[Aim of the task]:
Copy each of the entries below word for word, leaving nothing out.

[Excerpts from a pointing dataset]

--------------------

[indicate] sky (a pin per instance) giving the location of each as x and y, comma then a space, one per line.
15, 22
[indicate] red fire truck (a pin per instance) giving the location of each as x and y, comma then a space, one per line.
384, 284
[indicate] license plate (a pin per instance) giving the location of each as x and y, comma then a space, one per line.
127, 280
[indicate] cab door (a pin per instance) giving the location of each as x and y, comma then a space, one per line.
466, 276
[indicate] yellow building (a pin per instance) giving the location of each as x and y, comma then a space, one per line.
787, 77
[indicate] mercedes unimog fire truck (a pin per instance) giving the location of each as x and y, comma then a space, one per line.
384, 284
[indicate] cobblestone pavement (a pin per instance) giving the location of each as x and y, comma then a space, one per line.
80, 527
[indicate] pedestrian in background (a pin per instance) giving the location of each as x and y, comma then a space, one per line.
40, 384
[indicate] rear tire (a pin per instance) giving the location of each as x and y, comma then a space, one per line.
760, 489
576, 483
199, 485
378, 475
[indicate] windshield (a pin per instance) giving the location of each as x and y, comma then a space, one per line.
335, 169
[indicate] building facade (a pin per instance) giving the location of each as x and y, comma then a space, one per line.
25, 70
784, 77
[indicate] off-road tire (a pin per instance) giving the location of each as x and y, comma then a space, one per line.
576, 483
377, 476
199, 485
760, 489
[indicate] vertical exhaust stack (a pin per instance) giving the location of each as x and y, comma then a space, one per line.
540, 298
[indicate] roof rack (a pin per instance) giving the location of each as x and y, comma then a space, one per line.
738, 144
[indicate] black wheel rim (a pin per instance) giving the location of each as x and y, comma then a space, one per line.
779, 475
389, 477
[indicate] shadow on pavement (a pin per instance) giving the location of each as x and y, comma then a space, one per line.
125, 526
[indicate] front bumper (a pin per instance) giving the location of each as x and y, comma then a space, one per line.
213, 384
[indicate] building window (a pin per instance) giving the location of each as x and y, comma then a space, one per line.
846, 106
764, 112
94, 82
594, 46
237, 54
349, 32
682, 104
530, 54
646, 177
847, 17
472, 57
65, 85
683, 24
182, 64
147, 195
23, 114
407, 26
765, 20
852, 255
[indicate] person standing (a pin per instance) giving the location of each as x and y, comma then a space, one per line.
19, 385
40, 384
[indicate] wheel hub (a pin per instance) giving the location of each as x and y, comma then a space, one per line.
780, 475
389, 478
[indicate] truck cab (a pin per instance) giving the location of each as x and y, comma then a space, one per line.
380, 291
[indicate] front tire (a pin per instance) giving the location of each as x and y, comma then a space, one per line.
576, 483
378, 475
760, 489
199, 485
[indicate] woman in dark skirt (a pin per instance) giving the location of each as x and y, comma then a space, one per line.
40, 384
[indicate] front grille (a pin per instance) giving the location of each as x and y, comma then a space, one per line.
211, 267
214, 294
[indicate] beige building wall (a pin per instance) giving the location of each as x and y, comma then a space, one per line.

--------------------

[Reply to the exercise]:
[indicate] sky (a pin per instance) giving the location of each as x and y, comma then a space, one per line.
15, 22
[indicate] red fire truck (a pin per instance) giving the location of each as x and y, comma then a space, one per line.
384, 284
[indicate] license plate (a pin per instance) giving the location of each as x and y, comma then a space, one per line.
127, 280
[indicate] cab door (a pin per instance) giving the location of each as x and y, comma then a space, one per line.
466, 276
[indicate] yellow building (a pin per instance) giving the location of each as x and y, comma then a space, one per line.
787, 77
[indicate] mercedes unimog fire truck (a pin per instance) giving the location of each as x and y, comma then a space, one per line.
384, 284
[indicate] cobblestone pavement (a pin per instance) giving the location of each as x and y, comma then a space, one per line.
80, 527
[indicate] pedestrian in background (a pin per instance) giving the location of each as x and y, comma then a space, one per line.
40, 384
[indicate] rear tire (a pin per instance) giving the location of each as x and y, comma then a space, one per line.
760, 489
576, 483
199, 485
378, 475
[indicate] windshield (a pin per instance) giving the location of each as x and y, comma then a space, one per line.
335, 169
[indicate] building facade (a pin per instance) giving the location of each as x and y, comma then a space, one per line.
25, 70
784, 77
[indicate] off-road tire (a pin per instance) giving the location of each as x and y, comma then a space, one per line.
576, 483
377, 476
199, 485
760, 489
[indicate] vertical exhaust stack (a pin per instance) giving the location of each as x and y, comma then a space, one per line.
540, 298
[indicate] roof rack (a pin per instance) giving the location of each as x and y, comma then a space, one per line.
738, 144
[indicate] black wheel rim (a pin per instance) giving the location of each as x and y, comma then a space, one per line.
779, 475
389, 477
[indicate] shadow on pavement (a pin per instance) giving the location of each as x and y, comma then a space, one per line.
125, 526
[indicate] front bumper (a pin per instance) giving the location of each as x and y, comma then a space, one per line.
213, 384
[indicate] building window (a pin per instance) giving the location of each as x and y, comma then a space, one per line.
846, 106
764, 112
94, 82
594, 46
237, 54
349, 32
682, 104
530, 54
646, 177
847, 17
472, 57
65, 85
683, 24
182, 64
147, 195
23, 114
407, 26
765, 20
852, 255
[indicate] person standing (a pin per instance) giving the location of each as x and y, comma then a space, one per line.
19, 385
40, 384
[indicate] wheel hub (a pin per instance) giving the location of each as x and y, comma then a space, one per line.
780, 475
389, 478
[indicate] truck cab (a pin per instance) giving the location of each as x and y, comma then a space, one per line.
380, 291
[indicate] front tire (a pin per instance) giving the location of each as x and y, comma then a space, one per line.
576, 483
378, 475
760, 489
199, 485
[indicate] woman in dark skirt (a pin per instance) giving the location of each as x and y, comma then a space, one per line.
40, 384
[indicate] front grille (a pin per instance) giving the location of each as x and y, comma then a space, one per line.
211, 267
214, 294
[indicate] beige building wall (a pin per instance) giving the location of each as x and y, comma then a space, one per line.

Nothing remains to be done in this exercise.